* [What to work on]: Can you copy the course listings below word for word, starting at "Explores the relationship" and ending after "integration. Comparative Politics."?

* [Text provided]:
· · ·

POLS 251 — Latin-American Politics

A comparative study of political institutions and processes in selected Latin American countries, and an analysis of theories that attempt to explain Latin American development and underdevelopment. Examination of Latin America's experience with authoritarianism, democracy, revolution, and civil war, and of contemporary political challenges including drug trafficking, environmental degradation, human rights abuses, regional integration, and economic globalization. Comparative Politics.
GPA units: 1
Common Area: Cross-Cultural Studies, Social Science
Typically Offered: Annually

POLS 252 — The Politics of Post-Communism

This course explores the politics of the successor states to the former Soviet Union. It will focus in particular on Russia, Ukraine, the Caucasus and Central Asia. Topics to be covered include: democratization vs. a reversion to authoritarian rule, the transition to market economy, organized crime and corruption, the search for new post-Communist national identities, the Chechen conflict, the impact of so-called "color revolutions" in former Soviet republics, Russia and the West, and the roles of Islam and oil politics in Central Asia. Comparative Politics.
GPA units: 1
Typically Offered: Annually

POLS 257 — Politics Of Development

How can the world's less developed countries achieve sustainable development (in environmental, economic, and political terms)? This course discusses structural and institutional challenges to sustainable development in the global South, investigates different responses to these challenges (and their different degrees of success), and assesses the impact of development--and underdevelopment--on both societies and the environment.Comparative Politics.
GPA units: 1
Common Area: Social Science
Typically Offered: Annually

POLS 265 — European Politics

Explores the relationship between states and citizens in Western Europe, with particular focus on Britain, France, Germany, and Italy. Major topics include the nature and sources of nationalism, the ongoing transformation of national identity, revolutionary and reactionary traditions in European politics, the politics of immigration, the political effects of economic modernization, and the politics of European integration. Comparative Politics.

· · ·

* [Material shown]:

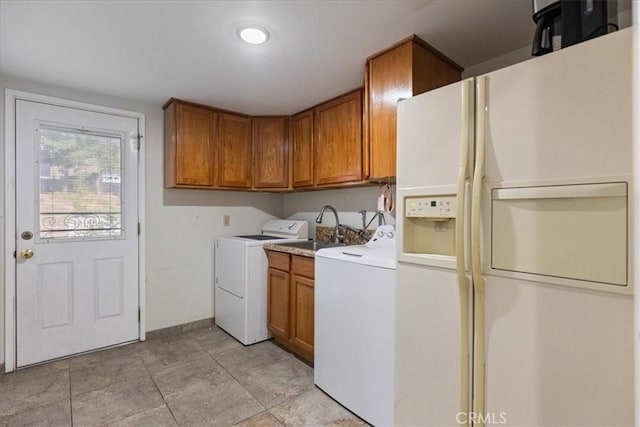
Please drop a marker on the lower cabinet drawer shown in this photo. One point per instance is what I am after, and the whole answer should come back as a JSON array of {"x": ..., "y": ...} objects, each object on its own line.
[
  {"x": 302, "y": 266},
  {"x": 278, "y": 260}
]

· · ·

* [Result of this task]:
Explores the relationship between states and citizens in Western Europe, with particular focus on Britain, France, Germany, and Italy. Major topics include the nature and sources of nationalism, the ongoing transformation of national identity, revolutionary and reactionary traditions in European politics, the politics of immigration, the political effects of economic modernization, and the politics of European integration. Comparative Politics.